### [The input]

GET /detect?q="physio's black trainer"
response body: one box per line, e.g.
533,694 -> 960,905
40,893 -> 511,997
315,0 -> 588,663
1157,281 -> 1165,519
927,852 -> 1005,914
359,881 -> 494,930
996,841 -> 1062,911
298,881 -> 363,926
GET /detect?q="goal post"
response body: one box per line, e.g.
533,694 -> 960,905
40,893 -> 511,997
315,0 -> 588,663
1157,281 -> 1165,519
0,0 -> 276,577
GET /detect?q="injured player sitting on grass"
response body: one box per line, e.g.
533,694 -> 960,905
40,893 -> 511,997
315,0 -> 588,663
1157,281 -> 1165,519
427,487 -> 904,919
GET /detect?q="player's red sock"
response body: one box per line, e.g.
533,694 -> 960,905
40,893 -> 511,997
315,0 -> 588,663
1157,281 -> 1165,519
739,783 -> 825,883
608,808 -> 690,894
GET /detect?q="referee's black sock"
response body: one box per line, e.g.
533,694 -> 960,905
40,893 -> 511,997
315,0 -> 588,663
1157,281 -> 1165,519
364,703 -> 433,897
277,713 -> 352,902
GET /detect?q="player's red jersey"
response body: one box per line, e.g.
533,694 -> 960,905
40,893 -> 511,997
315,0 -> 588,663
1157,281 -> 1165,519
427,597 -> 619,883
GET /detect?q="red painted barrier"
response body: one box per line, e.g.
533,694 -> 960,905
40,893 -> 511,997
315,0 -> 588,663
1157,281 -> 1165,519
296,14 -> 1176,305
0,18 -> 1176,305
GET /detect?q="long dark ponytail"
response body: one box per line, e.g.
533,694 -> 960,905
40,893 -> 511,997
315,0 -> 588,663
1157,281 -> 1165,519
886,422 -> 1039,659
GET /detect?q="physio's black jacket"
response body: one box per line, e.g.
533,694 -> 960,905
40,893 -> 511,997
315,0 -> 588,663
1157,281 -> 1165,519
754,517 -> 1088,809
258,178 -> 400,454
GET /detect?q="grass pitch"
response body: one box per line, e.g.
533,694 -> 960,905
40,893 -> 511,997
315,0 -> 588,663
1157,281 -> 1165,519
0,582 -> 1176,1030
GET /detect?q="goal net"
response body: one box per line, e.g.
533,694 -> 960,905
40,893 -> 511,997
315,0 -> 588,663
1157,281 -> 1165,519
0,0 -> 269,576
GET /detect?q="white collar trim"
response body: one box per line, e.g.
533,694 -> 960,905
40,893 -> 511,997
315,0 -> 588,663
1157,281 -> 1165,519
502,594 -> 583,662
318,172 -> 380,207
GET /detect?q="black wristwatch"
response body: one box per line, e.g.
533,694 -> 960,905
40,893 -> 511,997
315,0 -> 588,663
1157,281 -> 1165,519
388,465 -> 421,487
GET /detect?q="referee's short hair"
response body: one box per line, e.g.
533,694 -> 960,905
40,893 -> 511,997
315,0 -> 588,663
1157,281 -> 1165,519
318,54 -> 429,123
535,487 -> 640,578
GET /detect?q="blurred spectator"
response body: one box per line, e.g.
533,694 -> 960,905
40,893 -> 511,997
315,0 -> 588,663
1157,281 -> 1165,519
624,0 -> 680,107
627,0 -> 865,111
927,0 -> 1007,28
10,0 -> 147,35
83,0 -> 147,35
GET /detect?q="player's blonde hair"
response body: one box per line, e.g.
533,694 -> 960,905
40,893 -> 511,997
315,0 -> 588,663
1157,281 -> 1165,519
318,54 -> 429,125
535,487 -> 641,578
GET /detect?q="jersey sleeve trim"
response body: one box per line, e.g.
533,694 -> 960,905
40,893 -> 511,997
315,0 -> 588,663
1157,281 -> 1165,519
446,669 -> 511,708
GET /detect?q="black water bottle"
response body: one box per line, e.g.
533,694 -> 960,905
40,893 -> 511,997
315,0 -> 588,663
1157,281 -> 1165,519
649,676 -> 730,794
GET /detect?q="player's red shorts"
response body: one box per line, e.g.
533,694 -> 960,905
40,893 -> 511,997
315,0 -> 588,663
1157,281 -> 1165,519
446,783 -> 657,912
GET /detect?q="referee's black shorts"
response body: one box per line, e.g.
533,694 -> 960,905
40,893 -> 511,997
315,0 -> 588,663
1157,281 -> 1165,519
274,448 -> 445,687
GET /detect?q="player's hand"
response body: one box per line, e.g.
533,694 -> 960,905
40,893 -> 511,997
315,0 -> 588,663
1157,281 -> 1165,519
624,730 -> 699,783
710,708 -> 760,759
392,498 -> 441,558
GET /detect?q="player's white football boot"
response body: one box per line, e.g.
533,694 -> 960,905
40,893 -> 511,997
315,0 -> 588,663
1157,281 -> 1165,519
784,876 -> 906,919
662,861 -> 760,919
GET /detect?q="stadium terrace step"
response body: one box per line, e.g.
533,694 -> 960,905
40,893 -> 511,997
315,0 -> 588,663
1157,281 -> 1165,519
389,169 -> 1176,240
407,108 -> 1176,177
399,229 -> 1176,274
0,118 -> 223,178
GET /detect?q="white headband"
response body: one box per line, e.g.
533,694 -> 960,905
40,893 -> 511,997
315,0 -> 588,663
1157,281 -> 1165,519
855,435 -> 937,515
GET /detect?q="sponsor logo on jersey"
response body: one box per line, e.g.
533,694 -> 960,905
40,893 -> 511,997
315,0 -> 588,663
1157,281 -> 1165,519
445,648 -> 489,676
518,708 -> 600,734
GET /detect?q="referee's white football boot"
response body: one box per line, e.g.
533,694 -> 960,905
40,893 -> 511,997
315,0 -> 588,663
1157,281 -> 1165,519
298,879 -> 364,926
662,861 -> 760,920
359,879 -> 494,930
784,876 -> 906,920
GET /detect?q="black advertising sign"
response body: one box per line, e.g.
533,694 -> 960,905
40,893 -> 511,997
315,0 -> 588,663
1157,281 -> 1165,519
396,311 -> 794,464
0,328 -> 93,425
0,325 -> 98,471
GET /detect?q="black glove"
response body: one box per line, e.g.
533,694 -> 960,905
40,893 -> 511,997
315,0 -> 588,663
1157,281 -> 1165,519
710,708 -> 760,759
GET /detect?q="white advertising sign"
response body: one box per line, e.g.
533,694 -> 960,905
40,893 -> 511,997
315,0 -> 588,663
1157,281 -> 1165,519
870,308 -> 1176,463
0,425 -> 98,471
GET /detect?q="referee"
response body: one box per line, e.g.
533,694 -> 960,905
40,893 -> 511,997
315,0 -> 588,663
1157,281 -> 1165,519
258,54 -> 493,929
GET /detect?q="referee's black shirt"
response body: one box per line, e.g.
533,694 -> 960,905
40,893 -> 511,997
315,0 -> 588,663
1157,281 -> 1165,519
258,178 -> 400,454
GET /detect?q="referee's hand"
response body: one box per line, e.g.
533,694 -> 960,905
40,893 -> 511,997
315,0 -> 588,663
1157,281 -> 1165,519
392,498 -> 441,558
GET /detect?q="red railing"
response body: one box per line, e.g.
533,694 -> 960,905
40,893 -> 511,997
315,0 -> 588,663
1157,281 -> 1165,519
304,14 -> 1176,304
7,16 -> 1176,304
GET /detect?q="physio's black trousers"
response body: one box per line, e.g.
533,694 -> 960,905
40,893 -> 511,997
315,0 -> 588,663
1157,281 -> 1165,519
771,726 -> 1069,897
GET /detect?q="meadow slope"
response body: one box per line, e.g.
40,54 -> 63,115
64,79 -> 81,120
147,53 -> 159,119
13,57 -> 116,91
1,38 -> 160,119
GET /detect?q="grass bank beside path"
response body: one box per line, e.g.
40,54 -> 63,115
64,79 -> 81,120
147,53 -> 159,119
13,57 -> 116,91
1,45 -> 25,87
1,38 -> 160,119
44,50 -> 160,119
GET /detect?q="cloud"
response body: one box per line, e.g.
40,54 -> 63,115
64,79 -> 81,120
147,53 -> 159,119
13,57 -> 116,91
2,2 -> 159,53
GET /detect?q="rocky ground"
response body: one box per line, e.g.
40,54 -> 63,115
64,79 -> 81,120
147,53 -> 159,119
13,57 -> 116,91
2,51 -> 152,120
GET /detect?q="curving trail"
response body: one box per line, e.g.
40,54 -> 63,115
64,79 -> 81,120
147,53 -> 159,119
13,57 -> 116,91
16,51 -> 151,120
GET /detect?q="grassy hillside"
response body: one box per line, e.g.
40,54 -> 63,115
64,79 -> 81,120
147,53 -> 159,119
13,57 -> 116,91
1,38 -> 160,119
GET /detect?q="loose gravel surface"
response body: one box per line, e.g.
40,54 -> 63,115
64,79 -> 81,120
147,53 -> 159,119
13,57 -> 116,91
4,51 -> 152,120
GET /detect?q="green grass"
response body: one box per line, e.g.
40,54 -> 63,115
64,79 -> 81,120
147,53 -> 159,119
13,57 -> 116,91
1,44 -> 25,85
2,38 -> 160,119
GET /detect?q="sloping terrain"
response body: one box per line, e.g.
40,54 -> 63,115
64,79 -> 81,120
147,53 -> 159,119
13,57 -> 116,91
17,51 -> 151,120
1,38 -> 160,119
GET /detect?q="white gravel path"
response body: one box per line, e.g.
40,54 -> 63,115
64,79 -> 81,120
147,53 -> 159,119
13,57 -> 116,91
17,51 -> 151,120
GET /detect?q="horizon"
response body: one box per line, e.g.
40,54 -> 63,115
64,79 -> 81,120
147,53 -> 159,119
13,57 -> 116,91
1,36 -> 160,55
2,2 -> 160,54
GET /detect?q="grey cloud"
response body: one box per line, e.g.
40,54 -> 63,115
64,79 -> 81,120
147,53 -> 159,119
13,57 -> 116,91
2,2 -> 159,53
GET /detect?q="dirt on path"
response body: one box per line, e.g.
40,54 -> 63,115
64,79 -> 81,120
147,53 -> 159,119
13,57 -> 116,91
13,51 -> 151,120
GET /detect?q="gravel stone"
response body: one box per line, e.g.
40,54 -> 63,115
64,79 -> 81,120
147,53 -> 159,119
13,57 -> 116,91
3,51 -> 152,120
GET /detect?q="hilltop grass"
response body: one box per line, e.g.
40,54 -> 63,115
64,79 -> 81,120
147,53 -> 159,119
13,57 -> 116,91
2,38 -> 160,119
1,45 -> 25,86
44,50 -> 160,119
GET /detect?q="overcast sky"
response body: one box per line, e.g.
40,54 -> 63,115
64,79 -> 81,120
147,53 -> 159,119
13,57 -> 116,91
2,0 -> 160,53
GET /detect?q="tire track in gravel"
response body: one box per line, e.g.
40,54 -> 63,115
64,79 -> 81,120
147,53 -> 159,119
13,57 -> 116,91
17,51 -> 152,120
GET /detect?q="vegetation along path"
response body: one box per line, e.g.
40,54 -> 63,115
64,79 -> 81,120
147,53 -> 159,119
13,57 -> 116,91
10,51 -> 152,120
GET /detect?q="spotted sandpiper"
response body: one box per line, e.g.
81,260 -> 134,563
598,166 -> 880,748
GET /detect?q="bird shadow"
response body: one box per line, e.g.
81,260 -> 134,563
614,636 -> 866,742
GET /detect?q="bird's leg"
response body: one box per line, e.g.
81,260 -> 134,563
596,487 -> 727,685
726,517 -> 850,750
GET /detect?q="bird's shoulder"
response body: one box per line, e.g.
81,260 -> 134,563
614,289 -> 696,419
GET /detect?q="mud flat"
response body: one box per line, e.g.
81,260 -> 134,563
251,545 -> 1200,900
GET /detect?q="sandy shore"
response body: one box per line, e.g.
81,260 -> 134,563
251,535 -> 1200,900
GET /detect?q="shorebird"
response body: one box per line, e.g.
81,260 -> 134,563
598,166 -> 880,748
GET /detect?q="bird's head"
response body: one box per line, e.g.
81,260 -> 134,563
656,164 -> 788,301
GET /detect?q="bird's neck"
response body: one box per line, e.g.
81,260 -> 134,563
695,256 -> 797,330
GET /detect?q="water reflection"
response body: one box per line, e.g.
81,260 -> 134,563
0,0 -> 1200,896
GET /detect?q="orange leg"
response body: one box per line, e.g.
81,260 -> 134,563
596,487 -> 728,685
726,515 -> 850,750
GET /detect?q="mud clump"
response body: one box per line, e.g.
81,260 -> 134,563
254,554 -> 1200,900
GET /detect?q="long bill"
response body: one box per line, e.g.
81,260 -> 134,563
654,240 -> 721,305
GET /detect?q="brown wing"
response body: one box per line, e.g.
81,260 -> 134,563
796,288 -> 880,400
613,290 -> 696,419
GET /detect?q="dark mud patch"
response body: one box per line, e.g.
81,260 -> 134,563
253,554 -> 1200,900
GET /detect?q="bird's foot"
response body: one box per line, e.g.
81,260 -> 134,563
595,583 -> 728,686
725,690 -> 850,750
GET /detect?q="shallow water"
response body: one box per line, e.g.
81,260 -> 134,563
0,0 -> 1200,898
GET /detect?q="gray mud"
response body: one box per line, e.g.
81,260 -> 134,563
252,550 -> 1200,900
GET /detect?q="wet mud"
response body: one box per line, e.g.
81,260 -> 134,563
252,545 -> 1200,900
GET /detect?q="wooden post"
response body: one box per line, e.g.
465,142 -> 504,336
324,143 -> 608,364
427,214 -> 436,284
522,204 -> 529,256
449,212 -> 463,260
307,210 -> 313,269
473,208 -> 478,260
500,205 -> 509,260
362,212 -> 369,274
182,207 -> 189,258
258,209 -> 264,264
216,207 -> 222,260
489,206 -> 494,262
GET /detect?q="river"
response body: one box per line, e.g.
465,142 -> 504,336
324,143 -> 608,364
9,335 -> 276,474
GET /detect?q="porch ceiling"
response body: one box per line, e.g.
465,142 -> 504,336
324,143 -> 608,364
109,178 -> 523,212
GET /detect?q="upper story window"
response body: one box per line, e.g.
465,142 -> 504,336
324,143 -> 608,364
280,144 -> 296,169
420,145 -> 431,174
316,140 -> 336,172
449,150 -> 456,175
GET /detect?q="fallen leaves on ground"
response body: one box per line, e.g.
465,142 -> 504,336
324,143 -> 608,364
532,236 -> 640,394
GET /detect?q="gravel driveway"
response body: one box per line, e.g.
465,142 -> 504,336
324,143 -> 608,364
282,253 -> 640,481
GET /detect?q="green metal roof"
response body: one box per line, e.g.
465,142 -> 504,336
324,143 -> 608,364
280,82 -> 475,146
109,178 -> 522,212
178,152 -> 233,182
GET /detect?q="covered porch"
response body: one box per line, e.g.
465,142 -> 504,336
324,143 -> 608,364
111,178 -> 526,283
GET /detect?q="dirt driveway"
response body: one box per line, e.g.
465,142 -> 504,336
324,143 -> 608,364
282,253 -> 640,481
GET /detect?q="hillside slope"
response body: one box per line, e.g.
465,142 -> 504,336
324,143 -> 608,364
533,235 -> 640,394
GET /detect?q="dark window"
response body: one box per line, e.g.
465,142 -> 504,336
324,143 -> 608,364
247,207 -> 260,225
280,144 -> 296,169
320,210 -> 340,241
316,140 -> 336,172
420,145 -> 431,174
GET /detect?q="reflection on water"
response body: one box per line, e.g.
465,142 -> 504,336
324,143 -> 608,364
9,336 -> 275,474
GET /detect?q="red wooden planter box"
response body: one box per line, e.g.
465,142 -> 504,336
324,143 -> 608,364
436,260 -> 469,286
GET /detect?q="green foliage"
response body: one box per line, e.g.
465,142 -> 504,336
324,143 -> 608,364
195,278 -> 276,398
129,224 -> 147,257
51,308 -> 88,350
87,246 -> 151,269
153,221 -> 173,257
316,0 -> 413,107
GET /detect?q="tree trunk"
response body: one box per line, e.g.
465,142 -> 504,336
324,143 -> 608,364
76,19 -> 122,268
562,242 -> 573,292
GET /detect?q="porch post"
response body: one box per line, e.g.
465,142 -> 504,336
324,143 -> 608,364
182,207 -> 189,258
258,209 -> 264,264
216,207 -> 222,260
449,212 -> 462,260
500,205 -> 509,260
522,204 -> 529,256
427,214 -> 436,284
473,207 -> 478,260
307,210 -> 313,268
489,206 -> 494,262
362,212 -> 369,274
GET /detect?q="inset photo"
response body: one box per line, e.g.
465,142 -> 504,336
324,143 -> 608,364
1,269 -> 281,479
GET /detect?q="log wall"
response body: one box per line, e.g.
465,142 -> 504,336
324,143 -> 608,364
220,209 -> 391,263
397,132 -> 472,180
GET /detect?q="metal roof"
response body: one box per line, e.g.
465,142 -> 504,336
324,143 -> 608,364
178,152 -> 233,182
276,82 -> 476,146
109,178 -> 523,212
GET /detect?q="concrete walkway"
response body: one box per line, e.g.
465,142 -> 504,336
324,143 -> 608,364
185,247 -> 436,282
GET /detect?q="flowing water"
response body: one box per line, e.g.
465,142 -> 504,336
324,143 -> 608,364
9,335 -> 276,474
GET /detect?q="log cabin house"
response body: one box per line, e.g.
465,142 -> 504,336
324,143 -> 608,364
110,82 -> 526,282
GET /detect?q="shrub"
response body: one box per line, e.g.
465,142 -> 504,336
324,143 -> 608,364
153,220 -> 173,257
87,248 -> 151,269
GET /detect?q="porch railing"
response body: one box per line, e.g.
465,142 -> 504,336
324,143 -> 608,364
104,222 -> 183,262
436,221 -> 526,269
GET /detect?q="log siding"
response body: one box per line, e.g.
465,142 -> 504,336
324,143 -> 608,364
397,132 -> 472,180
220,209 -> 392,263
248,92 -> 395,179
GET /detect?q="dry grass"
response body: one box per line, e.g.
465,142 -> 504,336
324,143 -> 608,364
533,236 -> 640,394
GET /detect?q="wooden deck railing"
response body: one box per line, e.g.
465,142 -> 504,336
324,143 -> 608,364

### [Given problem]
Reproduce the data from its very first line through the line containing "0,0 -> 276,577", with both of those lines included and every line unchanged.

### [Output]
GET /detect?q="physio's black trainer"
response body: one box per line, e.g.
533,694 -> 960,905
40,893 -> 511,997
315,0 -> 588,663
1157,281 -> 1165,519
927,852 -> 1005,914
359,881 -> 494,930
996,841 -> 1062,911
298,881 -> 363,926
GET /detect?q="goal post"
response body: one box per line, e.g.
533,694 -> 960,905
40,893 -> 511,997
315,0 -> 588,663
1157,281 -> 1165,519
0,0 -> 276,577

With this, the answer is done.